:: AIM 1 ::
Can you express the rows below, from the line containing "Can you find the long" through the last of the rows, inclusive, as a JSON list of strings, one string per line, with blank lines left out?

[start of SOURCE EXTRACT]

Authentication is abstracted into a provider module which is server specific and generates an Authenticator object instance which performs the actual authentication process and is specific to a particular connection. This is important because the provider object is shared across connections and could become confused if it were to handle multiple simultaneous authentication processes.

There are base classes for both the provider and authenticator that do nothing but define the interface and can be used in the future.

Authentication providers can also specify that they permit anonymous authentication. As the name implies, this configuration allows clients to connect and "authenticate" to the server without specifying any credentials. Windows 10 does not permit this by default (probably because crypto keys can't be negotiated in this case which eliminates some security protections).

NTLM Authentication

There is a full NTLM-backed authentication provider included in this implementation. This provider uses the standard NTLMSSP protocol and goes through the full 4-way handshake involving the transfer of Net-NTLMv1 and Net-NTLMv2 challenge and responses. The provider allows accounts to be defined and stored in memory, though a database or file backend could easily be added by a new class and overriding the get and put account methods.

Account usernames and domains are case-preserving but insensitive for comparisons. This means a user logging in as workgroup\rubysmb can authenticate just fine even if the account was defined as being WORKGROUP\RubySMB so long as the password is correct of course.

The NTLM messages are provided by the Net::NTLM module which RubySMB is already using for client-side authentication. One thing that could be problematic is that the NTLM messages are able to be in one of two encodings based on a flag within the message. Every client implementation I tested (see the Testing section below) uses UTF-16LE. A client implementation that does not use UTF-16LE may be unable to authenticate and is something that should be tested if such a client can be identified.

[end of SOURCE EXTRACT]
[start of RECORDS SHOWN]

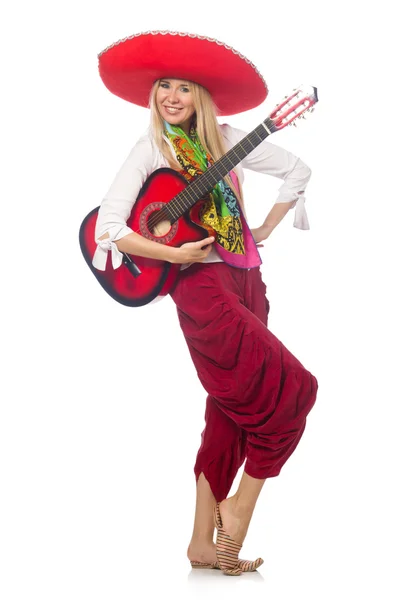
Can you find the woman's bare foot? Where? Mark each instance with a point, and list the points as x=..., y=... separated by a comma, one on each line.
x=204, y=552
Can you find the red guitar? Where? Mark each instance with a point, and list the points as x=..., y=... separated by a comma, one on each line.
x=174, y=220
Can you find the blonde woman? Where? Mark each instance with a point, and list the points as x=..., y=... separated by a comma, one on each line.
x=258, y=393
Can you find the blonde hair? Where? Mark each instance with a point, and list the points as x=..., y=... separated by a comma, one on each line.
x=208, y=128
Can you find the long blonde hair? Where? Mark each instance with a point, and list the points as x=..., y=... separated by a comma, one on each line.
x=208, y=129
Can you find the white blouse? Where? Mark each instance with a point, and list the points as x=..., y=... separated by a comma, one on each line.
x=145, y=157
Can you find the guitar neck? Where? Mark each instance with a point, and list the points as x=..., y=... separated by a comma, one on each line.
x=206, y=182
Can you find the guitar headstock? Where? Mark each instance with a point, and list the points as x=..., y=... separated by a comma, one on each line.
x=295, y=106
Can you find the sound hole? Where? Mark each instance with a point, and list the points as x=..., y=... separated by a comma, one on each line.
x=157, y=224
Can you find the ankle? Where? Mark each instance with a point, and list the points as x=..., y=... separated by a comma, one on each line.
x=201, y=540
x=240, y=507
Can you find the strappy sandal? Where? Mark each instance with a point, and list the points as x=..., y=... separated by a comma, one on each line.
x=227, y=551
x=247, y=566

[end of RECORDS SHOWN]

:: AIM 2 ::
In the authentication text, which protocol, module, and challenge-response names contain "NTLM", apart from "NTLM" standing alone?

:: EXPECTED OUTPUT 1 ::
[
  "Can you find the long blonde hair? Where? Mark each instance with a point, and list the points as x=..., y=... separated by a comma, one on each line.",
  "x=208, y=129",
  "Can you find the white blouse? Where? Mark each instance with a point, and list the points as x=..., y=... separated by a comma, one on each line.",
  "x=145, y=157",
  "Can you find the guitar neck? Where? Mark each instance with a point, and list the points as x=..., y=... separated by a comma, one on each line.",
  "x=206, y=182",
  "Can you find the guitar headstock? Where? Mark each instance with a point, and list the points as x=..., y=... separated by a comma, one on each line.",
  "x=295, y=106",
  "Can you find the sound hole? Where? Mark each instance with a point, and list the points as x=..., y=... separated by a comma, one on each line.",
  "x=157, y=224",
  "Can you find the ankle? Where? Mark each instance with a point, and list the points as x=..., y=... separated by a comma, one on each line.",
  "x=201, y=540",
  "x=240, y=507",
  "Can you find the strappy sandal? Where? Mark each instance with a point, and list the points as x=..., y=... separated by a comma, one on each line.",
  "x=227, y=551",
  "x=247, y=566"
]

:: EXPECTED OUTPUT 2 ::
NTLMSSP
Net-NTLMv1
Net-NTLMv2
Net::NTLM